* **WRITTEN REQUEST A**
Count the lines in the data items below that contain the string "concrete", treating uppercase and lowercase as different, and give only the number.

* **SELECTED TEXT**
- - -
Tutoring Goalposts (3,000 characters)
What are the key learning and teaching areas that your model will seek to improve compared to current Frontier models? Please suggest revisions, substitutions, additions to the goalpost examples provided in this document.
We are not yet certain what the most appropriate frameworks, metrics, or methods are for defining success and measuring progress in this project. We recognize that there are multiple valid approaches and are seeking applicant input on how this project should best hold itself accountable for meaningful improvement.
As part of your response, please describe the key limitations in current AI model performance in tutoring context and how you would address it. What approaches, metrics, or evaluation strategies would you prioritize, and why?
- - -
[Data items]
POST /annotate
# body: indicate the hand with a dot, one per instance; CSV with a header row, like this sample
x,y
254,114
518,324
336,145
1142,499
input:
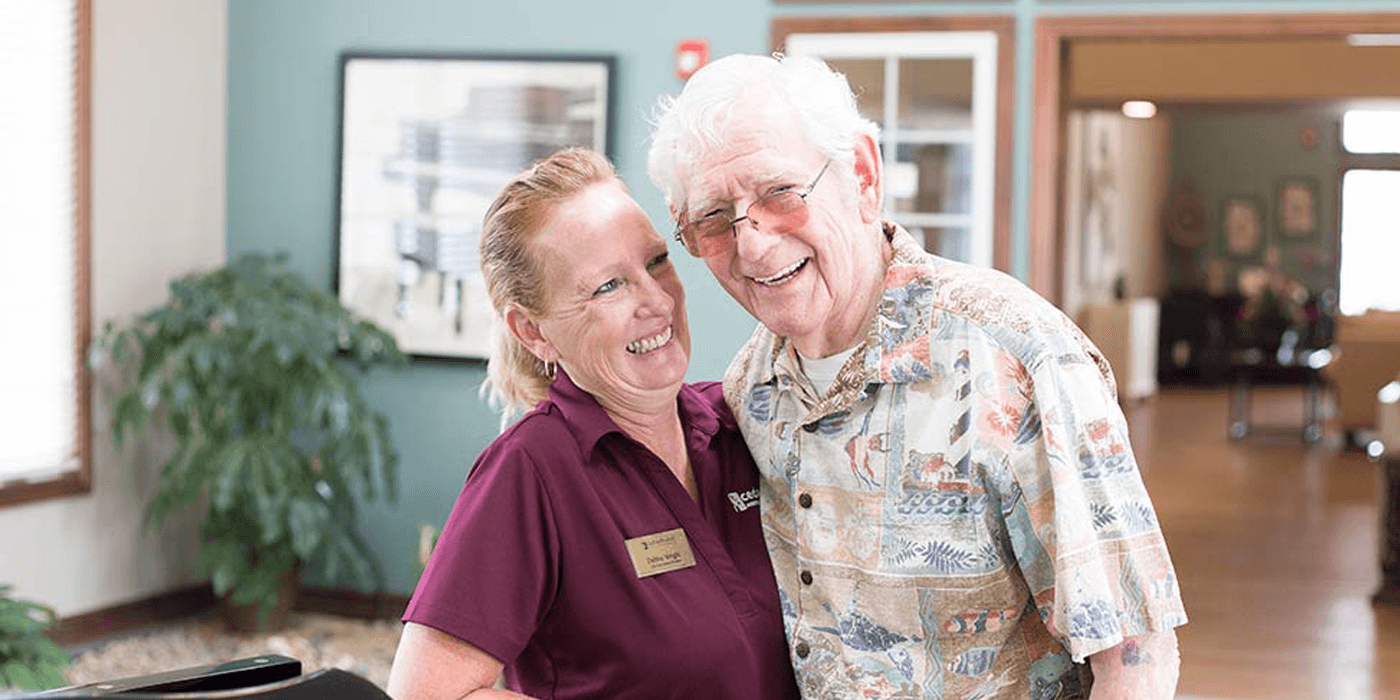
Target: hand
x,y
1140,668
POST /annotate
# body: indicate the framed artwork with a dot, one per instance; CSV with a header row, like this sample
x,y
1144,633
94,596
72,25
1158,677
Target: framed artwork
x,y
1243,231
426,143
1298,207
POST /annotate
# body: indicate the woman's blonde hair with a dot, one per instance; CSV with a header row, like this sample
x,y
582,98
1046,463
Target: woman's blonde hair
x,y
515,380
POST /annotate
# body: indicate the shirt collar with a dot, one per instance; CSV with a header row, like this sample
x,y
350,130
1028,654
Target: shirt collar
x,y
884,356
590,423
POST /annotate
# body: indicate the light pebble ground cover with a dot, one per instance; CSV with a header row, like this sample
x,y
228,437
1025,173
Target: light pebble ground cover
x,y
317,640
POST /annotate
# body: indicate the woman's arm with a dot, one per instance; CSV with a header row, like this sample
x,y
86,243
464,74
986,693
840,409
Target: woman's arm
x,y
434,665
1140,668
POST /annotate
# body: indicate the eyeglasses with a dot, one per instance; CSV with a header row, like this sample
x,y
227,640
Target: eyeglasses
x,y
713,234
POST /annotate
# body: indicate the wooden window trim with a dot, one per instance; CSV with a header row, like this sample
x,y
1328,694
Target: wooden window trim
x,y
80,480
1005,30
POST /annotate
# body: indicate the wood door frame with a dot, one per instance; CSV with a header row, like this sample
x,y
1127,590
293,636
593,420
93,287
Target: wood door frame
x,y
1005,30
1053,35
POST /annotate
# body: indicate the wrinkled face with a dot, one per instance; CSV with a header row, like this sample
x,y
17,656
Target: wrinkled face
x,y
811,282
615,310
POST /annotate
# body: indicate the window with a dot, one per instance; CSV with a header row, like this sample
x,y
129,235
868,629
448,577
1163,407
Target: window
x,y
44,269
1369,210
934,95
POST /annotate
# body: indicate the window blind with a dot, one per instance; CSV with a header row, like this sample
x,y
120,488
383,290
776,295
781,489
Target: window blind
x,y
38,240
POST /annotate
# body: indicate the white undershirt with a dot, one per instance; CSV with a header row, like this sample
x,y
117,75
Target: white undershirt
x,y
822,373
- - -
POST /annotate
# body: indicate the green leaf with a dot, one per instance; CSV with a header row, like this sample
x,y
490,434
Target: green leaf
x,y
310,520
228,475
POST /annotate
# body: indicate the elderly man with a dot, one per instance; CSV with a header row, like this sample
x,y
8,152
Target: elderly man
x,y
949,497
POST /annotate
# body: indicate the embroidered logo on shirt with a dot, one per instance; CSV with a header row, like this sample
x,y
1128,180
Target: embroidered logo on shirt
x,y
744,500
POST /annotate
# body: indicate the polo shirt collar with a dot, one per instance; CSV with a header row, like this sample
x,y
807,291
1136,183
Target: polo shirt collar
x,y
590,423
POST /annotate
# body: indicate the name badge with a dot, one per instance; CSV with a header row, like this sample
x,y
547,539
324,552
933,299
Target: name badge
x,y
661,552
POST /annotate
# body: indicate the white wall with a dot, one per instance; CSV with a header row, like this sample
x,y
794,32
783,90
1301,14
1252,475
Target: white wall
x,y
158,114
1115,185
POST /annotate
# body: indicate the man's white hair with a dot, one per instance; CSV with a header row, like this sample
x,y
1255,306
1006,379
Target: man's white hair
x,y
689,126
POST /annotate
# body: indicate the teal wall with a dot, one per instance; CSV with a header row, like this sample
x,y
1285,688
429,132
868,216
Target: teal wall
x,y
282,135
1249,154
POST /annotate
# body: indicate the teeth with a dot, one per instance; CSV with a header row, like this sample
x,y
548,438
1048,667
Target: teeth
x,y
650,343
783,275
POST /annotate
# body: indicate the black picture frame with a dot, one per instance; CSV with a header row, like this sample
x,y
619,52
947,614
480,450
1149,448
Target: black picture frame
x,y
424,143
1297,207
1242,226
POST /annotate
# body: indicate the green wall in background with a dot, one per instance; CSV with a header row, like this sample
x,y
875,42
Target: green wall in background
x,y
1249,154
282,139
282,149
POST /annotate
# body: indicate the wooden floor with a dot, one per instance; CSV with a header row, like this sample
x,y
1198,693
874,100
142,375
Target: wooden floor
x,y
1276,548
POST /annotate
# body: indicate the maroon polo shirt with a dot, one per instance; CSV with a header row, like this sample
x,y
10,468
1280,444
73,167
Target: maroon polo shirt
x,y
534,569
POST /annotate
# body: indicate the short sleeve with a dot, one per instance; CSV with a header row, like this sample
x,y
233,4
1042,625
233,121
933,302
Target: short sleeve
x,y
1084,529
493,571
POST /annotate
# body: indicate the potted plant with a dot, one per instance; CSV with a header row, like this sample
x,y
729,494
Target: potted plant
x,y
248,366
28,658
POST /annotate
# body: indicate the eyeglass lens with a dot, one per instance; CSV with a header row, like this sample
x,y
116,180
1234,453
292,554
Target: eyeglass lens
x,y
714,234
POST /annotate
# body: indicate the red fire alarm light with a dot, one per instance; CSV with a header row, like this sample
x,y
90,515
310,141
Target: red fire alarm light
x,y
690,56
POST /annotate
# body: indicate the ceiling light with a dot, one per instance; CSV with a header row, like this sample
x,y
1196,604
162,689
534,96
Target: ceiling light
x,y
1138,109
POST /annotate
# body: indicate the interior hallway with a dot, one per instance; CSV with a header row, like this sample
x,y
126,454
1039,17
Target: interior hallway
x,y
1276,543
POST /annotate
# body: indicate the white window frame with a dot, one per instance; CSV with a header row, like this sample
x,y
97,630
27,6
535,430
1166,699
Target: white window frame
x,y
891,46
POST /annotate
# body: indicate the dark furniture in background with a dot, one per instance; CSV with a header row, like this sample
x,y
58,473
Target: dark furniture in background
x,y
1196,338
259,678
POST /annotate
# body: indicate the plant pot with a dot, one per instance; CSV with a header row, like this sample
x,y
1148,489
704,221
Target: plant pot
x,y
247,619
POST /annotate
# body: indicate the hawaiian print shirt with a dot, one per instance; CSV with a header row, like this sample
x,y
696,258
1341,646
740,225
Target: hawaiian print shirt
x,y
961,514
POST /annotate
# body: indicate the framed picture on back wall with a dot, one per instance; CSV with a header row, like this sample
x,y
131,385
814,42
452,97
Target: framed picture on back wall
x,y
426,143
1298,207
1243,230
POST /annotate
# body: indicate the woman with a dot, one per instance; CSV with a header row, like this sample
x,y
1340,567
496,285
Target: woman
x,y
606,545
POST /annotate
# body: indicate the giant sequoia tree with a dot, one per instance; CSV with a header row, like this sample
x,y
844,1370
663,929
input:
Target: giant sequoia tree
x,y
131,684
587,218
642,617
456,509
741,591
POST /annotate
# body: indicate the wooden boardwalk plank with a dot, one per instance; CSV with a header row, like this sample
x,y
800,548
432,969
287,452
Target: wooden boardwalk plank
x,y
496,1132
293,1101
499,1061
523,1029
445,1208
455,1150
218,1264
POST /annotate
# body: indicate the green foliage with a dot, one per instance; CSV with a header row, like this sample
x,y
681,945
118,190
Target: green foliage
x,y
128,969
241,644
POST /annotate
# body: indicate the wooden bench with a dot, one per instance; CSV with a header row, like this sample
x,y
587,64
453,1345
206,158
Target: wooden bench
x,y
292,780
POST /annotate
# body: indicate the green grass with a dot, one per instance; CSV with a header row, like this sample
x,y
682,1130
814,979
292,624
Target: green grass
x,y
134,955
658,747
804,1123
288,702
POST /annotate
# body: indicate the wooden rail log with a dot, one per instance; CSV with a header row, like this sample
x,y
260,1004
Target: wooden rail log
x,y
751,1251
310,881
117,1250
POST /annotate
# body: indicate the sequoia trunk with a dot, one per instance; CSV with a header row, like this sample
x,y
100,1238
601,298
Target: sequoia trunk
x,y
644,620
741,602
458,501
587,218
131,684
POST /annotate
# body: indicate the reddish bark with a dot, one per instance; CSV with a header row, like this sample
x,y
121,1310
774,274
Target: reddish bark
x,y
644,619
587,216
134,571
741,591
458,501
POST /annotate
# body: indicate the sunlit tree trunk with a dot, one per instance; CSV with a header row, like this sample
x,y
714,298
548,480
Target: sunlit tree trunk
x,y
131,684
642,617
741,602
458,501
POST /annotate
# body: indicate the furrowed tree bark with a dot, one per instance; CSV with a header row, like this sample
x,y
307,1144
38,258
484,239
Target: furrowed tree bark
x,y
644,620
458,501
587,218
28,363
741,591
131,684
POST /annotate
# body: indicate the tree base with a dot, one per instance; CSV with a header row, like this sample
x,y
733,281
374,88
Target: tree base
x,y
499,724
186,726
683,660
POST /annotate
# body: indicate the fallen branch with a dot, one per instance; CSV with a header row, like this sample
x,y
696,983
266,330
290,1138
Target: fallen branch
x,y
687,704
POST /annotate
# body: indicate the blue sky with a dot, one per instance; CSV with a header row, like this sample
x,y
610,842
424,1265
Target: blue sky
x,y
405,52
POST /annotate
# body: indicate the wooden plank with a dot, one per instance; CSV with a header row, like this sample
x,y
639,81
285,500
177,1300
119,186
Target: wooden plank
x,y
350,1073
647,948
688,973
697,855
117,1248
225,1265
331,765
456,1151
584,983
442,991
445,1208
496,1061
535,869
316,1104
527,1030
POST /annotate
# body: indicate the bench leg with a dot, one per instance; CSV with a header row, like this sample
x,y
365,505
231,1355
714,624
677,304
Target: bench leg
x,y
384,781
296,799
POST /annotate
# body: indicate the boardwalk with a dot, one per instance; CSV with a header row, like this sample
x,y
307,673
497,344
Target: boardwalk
- - -
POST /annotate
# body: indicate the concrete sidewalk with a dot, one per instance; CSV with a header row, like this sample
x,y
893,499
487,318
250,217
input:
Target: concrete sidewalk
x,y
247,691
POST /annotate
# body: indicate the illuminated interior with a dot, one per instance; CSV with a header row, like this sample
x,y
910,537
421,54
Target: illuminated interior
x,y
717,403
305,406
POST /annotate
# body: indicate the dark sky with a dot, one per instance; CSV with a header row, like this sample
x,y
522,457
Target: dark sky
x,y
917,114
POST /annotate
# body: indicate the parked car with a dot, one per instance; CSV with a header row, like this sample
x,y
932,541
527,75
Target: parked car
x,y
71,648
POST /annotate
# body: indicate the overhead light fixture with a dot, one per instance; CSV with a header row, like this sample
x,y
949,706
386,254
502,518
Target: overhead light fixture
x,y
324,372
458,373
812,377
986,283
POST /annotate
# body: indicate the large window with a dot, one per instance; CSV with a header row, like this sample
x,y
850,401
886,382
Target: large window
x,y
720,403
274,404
- - -
* **WRITTEN REQUEST B**
From the tutoring goalposts text above, copy the passage that begins at the words "What are the" and stops after the words "prioritize, and why?".

* **RESPONSE A**
2

* **RESPONSE B**
What are the key learning and teaching areas that your model will seek to improve compared to current Frontier models? Please suggest revisions, substitutions, additions to the goalpost examples provided in this document.
We are not yet certain what the most appropriate frameworks, metrics, or methods are for defining success and measuring progress in this project. We recognize that there are multiple valid approaches and are seeking applicant input on how this project should best hold itself accountable for meaningful improvement.
As part of your response, please describe the key limitations in current AI model performance in tutoring context and how you would address it. What approaches, metrics, or evaluation strategies would you prioritize, and why?